* _PASSAGE TO READ_:
In order to calculate the median, the data must first be ranked (sorted in ascending order). The median is the number in the middle.

Median = the middle value of a set of ordered data.

The median is usually calculated for numeric variables, but may also be calculated for categorical variables that are sequenced, such as the categories in a satisfaction survey: excellent, good, satisfactory and poor. These qualitative categories can be ranked in order, and thus, are considered ordinal.

Raw data

In raw data, the median is the point at which exactly half of the data are above and half below. These halves meet at the median position. If the number of observations is odd, the median fits perfectly and the depth of the median position will be a whole number. If the number of observations is even, the depth of the median position will include a decimal. You need to find the midpoint between the numbers on either side of the median position.

Example 1 – Raw data (discrete variables)

Imagine that a top running athlete in a typical 200-metre training session runs in the following times:

26.1, 25.6, 25.7, 25.2 et 25.0 seconds.

How would you calculate his median time?

First, the values are put in ascending order: 25.0, 25.2, 25.6, 25.7, 26.1. Then, using the following formula, figure out which value is the middle value. Remember that n represents the number of values in the data set.

Median = {(n + 1) ÷ 2}th value
= (5 + 1) ÷ 2
= 3

The third value in the data set will be the median. Since 25.6 is the third value, 25.6 seconds would be the median time.

= 25.6 secondes

Example 2 – Raw data (discrete variables)

Now, if the runner sprints the sixth 200-metre race in 24.7 seconds, what is the median value now?

Again, you first put the data in ascending order: 24.7, 25.0, 25.2, 25.6, 25.7, 26.1. Then, you use the same formula to calculate the median time.

Median = {(n + 1) ÷ 2}th value
= (6 + 1) ÷ 2
= 7 ÷ 2
= 3,5

Since there is an even number of observations in this data set, there is no longer a distinct middle value. The median is the 3.5th value in the data set meaning that it lies between the third and fourth values. Thus, the median is calculated by averaging the two middle values of 25.2 and 25.6. Use the formula below to get the average value.

Average = (value below median + value above median) ÷ 2
= (third value + fourth value) ÷ 2
= (25.2 + 25.6) ÷ 2
= 50.8 ÷ 2
= 25.4

The value 25.4 falls directly between the third and fourth values in this data set, so 25.4 seconds would be the median time.

Ungrouped frequency distribution

In order to find the median using cumulative frequencies (or the number of observations that lie above or below a particular value in a data set), you must calculate the first value with a cumulative frequency greater than or equal to the median. If the median's value is exactly 0.5 more than the cumulative frequency of the previous value, then the median is the midpoint between the two values.

* _WHAT TO WORK ON_:
**1.** According to the passage about the median, what is the runner's median time once the sixth 200-metre race is included?
**2.** Please write what comes next in the passage about the median, starting after its final sentence.
The lines that come next are from a different source.

* _SOURCE MATERIAL_:

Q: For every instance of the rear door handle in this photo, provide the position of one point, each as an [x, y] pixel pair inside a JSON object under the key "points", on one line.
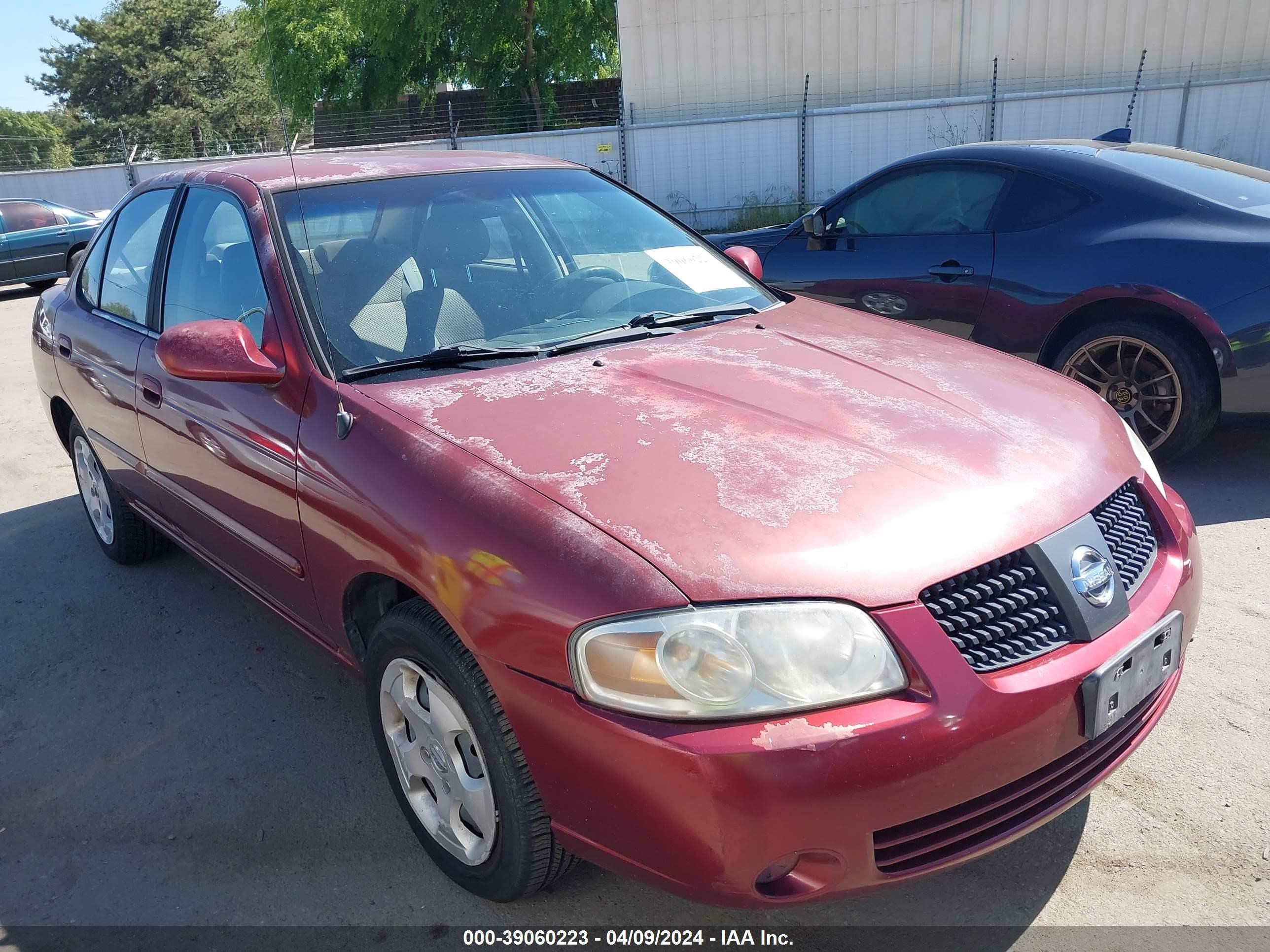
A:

* _WRITTEN RESPONSES_:
**1.** 25.4 seconds

**2.**
Example 3 – Ungrouped frequency table (discrete variables)

Imagine that your school baseball team scores the following number of home runs in 10 games:

4, 5, 8, 5, 7, 8, 9, 8, 8, 7

If you were to place the total home runs in a frequency table, what would the median be?

First, put the scores in ascending order:

4, 5, 5, 7, 7, 8, 8, 8, 8, 9

Then, make a table with two columns. Label the first column "Number of home runs" and then list the possible number of home runs the team could get. You can start from 0 and list up until the number 10, but since the team never scored less than 4 home runs, you may wish to start listing at the number 4.

Label the second column "Frequency." In this column, record the number of times 4 home runs were scored, 5 home runs were scored and so on. In this case, there was only one time that 4 home runs were scored, but two times that 5 home runs were scored. If you add all of the numbers in the Frequency column, they should equal 10 (for the 10 games played).

Table 1.  Number of home runs in 10 baseball games
Number of home runs (x) Frequency (f)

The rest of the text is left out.